**PASSAGE FOURNI**
───
A fin d’éviter d’en faire des fourre-tout inutiles, les programmes de mieux-être doivent respecter plusieurs conditions avant, pendant et après leur mise en place. Que devraient-ils offrir ? Dans quel but ? Comment assurer leur efficacité ? Tant de questions auxquelles il faut être en mesure de répondre pour que ces programmes soient réellement efficaces, voire indispensables.
« Depuis une dizaine d’années, mais surtout depuis la pandémie, les employeurs ont commencé à élargir l’aide offerte à leurs employés, en mettant en place des solutions plus préventives ou en épaulant les travailleurs dans toutes les situations de leur vie, que ce soit en santé physique ou émotionnelle, évidemment, mais aussi d’un point de vue financier, social ou familial », souligne Alix Daigle, conseiller principal en assurance collective chez Mercer.
Dès lors, les programmes de mieux- être sont venus s’ajouter aux programmes d’assurance collective traditionnels pour offrir du soutien aux employés sur la nutrition, la fertilité, la ménopause, les besoins légaux ou financiers, etc. « Ce sont des programmes qui proposent un ensemble de pratiques visant la santé globale des employés dans une organisation », explique Brigitte Marcoux, directrice, excellence des pratiques et accompagnement, santé organisationnelle à Beneva.
« Il fut un temps où les activités de santé mieux-être étaient un peu comme la cerise sur le sundae, une récompense, un ajout, une composante pour faire plaisir aux employés. Mais c’est bien plus que cela ! »
– Brigitte Marcoux, Beneva
« Il fut un temps où les activités de santé mieux- être étaient un peu comme la cerise sur le sundae, une récompense, un ajout, une composante pour faire plaisir aux employés, ajoute- t-elle. Mais c’est bien plus que cela ! Chez Beneva, on parle davantage de santé organisationnelle que de santé et mieux- être parce que les programmes de santé et mieux- être doivent avoir un impact sur la santé de l’organisation. »
───
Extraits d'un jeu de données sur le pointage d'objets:
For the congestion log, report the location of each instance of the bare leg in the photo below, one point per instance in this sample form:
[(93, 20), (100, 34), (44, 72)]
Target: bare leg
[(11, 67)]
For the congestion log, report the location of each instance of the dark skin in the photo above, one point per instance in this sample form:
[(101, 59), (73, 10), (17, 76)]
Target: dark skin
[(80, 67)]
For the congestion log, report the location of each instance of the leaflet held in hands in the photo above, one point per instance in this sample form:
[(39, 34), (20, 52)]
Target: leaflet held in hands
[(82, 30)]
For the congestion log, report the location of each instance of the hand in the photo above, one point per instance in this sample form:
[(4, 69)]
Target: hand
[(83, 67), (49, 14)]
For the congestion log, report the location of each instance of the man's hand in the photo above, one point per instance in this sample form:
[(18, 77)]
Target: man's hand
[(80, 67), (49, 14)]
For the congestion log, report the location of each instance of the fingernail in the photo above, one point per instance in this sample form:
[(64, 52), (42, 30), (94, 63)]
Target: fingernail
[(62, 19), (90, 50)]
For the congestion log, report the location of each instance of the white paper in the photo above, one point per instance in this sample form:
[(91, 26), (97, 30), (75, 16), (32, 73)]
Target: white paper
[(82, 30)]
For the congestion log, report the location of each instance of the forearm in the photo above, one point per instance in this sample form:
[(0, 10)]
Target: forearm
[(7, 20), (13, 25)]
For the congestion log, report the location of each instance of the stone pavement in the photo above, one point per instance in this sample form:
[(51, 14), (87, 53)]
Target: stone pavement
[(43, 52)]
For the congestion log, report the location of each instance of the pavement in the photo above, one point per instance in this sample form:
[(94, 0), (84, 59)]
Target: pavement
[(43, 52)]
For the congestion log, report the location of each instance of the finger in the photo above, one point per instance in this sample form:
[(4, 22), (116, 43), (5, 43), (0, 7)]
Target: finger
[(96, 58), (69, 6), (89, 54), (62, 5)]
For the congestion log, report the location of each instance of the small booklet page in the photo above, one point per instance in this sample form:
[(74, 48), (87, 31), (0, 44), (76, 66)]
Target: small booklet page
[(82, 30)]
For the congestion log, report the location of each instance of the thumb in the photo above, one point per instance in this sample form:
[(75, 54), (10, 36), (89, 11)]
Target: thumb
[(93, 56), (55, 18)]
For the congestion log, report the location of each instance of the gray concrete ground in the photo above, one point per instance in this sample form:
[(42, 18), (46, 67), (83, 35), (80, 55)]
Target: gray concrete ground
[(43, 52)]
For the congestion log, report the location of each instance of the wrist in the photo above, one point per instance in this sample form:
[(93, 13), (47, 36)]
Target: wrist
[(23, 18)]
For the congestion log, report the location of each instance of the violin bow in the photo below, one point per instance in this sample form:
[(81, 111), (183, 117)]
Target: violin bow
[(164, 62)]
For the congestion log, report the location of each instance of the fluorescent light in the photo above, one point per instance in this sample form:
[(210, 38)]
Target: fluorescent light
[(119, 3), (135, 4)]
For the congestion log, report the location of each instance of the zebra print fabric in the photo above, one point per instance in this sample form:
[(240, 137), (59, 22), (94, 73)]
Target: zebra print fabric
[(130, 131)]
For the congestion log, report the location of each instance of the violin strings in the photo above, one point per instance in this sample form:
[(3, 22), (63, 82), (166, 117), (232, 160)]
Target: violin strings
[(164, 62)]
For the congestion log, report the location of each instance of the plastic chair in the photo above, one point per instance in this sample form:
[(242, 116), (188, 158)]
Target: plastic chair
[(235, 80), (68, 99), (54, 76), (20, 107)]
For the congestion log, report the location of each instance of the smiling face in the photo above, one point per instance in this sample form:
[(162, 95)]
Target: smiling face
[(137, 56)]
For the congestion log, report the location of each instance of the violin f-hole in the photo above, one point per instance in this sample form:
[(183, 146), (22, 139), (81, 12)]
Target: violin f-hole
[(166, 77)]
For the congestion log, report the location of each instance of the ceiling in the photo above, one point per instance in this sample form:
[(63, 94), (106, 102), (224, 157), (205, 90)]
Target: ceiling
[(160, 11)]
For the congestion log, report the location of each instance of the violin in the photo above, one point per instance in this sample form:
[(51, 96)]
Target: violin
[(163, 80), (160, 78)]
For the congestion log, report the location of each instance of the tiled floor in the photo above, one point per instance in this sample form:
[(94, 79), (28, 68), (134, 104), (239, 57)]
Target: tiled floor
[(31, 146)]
───
**CONSIGNE ÉCRITE 1**
D'après le texte sur les programmes de mieux-être, quel poste Alix Daigle occupe-t-il chez Mercer ?
**CONSIGNE ÉCRITE 2**
Rédigez la suite du texte sur les programmes de mieux-être, en partant de sa dernière phrase.
Les entrées forment un matériau distinct du texte.

**RÉPONSE 1**
Conseiller principal en assurance collective.

**RÉPONSE 2**
84 %
Proportion des employés qui disent s’attendre à ce que leur employeur soutienne leur santé et leur mieux-être au-delà de l’offre d’un régime d’avantages sociaux traditionnel
29 %
Pourcentage d’employés qui estiment qu’un programme officiel de mieux-être fait partie des trois plus importantes mesures que les employeurs peuvent mettre en place pour soutenir leur santé et leur mieux-être
79 %
Proportion d’employeurs qui prévoient de consacrer du financement ou du personnel supplémentaire à au moins un domaine du mieux-être
Source : Sondage Benefits Canada sur les soins de santé 2025
Quelles sont les solutions gagnantes ?
Voilà la question que tout employeur peut se poser quand vient le temps de choisir quoi insérer dans son programme de mieux- être. Toutefois, la réponse diffère d’un milieu à un autre. « Les activités qui vont découler du programme vont être spécifiques au milieu de travail, précise Brigitte Marcoux.
« Les programmes de mieux- être appartiennent aux entreprises, ajoute Martin Nadon, directeur principal, développement de produits et formation chez Desjardins Assurances. Donc, chaque entreprise doit avoir son propre programme. »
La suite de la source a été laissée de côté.